_TO DO_:
(1) Which pieces of evidence, marked (a), (b) and (c), does the splicing research text cite as underpinning the research?
(2) Reproduce the splicing research text from "Outputs: Patent protection" up to and including "and with CRT.".

*** TEXT FOR ANALYSIS Section Begins ***

3. Synthesize GQC-5 analogues with novel properties. We will define a structure-activity profile of GQC-05 analogues to improve their affinity to RNA and specificity in alternative splicing regulation.

4. Decipher the mechanisms by which G4s ligands affect splice site selection by investigating whether they either perturb the binding of splicing factors with critical roles in splice site selection or promote their recruitment using biochemical methods and TIRF single-molecule imaging.

Underpinning this research is our new technology for identifying functional G-quadruplexes (G4s) in pre-mRNA and our evidence that (a) G4s do affect splicing in Bcl-X, (b) the splicing patterns of Bcl-X and Mcl-1 respond strongly in vitro and in cells to only one of a wide range of G4 ligands, and (c) we have shown that this ligand binds and affects the structure of the RNA around the known G4-forming regions.

Both Bcl-X and Mcl-1 are important determinants of cancer cell survival and the best ligand shifts splicing strongly to the pro-apoptotic (death) patterns. We will investigate this process in detail (the first mechanistic analysis of the actions of G4s on splicing) and use this knowledge to design, synthesize and test a suite of biologically active compounds and specific tools in collaboration with GlaxoSmithKline (GSK).

1. Potential Economic Impact of the Research
Therapeutics & tool compounds for biotechnology and pharmaceuticals: new opportunities for the development of a new class of splice-switching small molecules and probes of splicing; new methods of controlling gene expression by creating RNA motifs that provide ligand-inducible splicing switches; new routes for developing cancer drugs with higher selectivity targeting known sets of genes.
Outputs: Patent protection of intellectual property; exploration of licensees, develop new chemical biological methods for industrial applications with GSK.

Mechanisms of delivering Economic Impact: we will apply to the many funds, some administered by UoL and UoS, available for translational research (see PTI for details) and seek alliances with GSK via an EPSRC industrial CASE studentship and with CRT.

*** TEXT FOR ANALYSIS Section Ends ***
*** GIVEN RECORDS Section Begins ***

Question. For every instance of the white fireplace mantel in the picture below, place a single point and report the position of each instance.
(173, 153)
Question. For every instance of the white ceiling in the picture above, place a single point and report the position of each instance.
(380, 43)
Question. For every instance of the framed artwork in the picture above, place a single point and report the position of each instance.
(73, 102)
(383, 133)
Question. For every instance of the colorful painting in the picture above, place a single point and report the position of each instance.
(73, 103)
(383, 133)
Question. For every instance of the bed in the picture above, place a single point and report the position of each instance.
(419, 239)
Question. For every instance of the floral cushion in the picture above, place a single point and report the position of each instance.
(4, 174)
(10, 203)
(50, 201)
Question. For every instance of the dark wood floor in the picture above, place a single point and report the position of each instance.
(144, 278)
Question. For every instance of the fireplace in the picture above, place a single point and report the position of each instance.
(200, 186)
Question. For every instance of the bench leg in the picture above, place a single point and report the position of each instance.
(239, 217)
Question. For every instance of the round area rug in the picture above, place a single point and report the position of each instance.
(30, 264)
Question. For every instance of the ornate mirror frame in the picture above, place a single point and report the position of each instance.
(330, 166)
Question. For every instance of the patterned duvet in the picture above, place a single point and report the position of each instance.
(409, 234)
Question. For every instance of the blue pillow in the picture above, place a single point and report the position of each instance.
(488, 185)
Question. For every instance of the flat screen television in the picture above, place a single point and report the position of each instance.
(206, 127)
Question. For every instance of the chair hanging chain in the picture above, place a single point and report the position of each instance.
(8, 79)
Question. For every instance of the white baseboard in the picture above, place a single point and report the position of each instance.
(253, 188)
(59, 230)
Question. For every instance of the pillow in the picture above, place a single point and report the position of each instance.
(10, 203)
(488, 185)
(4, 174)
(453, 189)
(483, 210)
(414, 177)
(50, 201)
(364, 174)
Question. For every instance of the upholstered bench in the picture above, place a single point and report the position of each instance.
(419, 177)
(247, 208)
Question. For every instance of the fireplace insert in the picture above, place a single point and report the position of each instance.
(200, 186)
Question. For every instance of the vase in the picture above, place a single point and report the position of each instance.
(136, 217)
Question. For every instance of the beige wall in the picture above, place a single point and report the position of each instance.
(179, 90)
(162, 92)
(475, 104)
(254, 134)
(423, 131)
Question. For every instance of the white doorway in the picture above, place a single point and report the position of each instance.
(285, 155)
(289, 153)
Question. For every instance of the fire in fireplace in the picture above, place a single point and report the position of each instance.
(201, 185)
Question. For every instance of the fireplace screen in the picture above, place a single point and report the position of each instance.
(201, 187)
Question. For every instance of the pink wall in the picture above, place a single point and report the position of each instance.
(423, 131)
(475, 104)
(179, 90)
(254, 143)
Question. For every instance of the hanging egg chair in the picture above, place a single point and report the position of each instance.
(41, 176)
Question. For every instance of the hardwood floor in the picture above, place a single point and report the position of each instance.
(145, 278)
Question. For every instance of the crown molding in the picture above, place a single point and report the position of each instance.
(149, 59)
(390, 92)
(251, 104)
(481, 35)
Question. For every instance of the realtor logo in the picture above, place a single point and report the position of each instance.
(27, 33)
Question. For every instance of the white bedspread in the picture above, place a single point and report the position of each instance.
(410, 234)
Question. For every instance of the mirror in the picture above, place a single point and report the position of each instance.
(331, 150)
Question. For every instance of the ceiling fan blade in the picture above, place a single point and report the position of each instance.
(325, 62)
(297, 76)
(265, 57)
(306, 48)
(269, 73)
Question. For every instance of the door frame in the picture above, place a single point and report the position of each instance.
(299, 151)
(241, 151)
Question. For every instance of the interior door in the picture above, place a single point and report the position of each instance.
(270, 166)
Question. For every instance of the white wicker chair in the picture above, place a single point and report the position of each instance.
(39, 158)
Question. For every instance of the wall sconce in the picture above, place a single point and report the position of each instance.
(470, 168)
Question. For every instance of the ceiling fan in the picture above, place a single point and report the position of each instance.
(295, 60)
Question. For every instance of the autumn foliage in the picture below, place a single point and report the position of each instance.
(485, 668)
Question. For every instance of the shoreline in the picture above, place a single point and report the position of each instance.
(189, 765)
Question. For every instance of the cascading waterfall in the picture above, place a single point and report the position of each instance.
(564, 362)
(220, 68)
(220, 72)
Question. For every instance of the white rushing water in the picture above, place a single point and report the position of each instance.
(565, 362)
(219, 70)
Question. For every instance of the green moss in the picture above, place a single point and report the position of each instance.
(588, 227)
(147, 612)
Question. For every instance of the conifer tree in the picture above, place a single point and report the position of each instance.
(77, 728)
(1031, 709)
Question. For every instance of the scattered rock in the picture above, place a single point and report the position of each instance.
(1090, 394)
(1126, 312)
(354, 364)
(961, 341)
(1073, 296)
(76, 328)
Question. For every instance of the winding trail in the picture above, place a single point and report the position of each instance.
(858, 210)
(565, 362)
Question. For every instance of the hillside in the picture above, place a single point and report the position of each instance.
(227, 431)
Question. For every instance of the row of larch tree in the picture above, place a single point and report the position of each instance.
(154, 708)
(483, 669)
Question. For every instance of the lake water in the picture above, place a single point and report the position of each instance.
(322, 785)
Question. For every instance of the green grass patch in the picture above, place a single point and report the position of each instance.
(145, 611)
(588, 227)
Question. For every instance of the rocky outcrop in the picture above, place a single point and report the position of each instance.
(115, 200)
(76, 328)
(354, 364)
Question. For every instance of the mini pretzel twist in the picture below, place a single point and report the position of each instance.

*** GIVEN RECORDS Section Ends ***

_RESPONSES BY ITEM NUMBER_:
(1)
- G4s do affect splicing in Bcl-X.
- The splicing patterns of Bcl-X and Mcl-1 respond strongly in vitro and in cells to only one of a wide range of G4 ligands.
- This ligand has been shown to bind and affect the structure of the RNA around the known G4-forming regions.

(2)
Outputs: Patent protection of intellectual property; exploration of licensees, develop new chemical biological methods for industrial applications with GSK.

Mechanisms of delivering Economic Impact: we will apply to the many funds, some administered by UoL and UoS, available for translational research (see PTI for details) and seek alliances with GSK via an EPSRC industrial CASE studentship and with CRT.